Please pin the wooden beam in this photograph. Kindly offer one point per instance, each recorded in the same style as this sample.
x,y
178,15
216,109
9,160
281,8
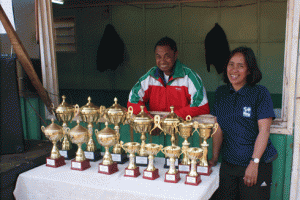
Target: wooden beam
x,y
24,59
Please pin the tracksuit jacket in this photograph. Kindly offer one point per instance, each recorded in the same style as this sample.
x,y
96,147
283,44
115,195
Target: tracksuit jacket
x,y
184,90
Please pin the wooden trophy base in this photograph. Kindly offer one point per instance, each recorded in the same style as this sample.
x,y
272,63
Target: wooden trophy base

************

__INSTRUCTIONS TO FOLLOW__
Can you recast every line of the entries above as a JSON list of strings, with one string per line and blank lines dropped? Leave the pictures out.

__RESULT OF THIS EXERCISE__
[
  "Please pin the wooden beam in this photograph. Kindly offer one point per instance, each recorded in the same style as this sample.",
  "x,y",
  "178,15",
  "216,109",
  "9,160",
  "281,8",
  "Target: wooden beam",
  "x,y",
  "24,59",
  "Please pin the tracksuit jacket in this photograph. Kindly offer one point per instance, each recorded in the same style as this sample.",
  "x,y",
  "96,147",
  "283,44",
  "115,195",
  "Target: tracksuit jacket",
  "x,y",
  "184,90",
  "Please pin the wooden trophy base in this photograph. Kindly offer one point per instance, each recorded in the same style as this sample.",
  "x,y",
  "272,63",
  "Target: wooden trophy base"
]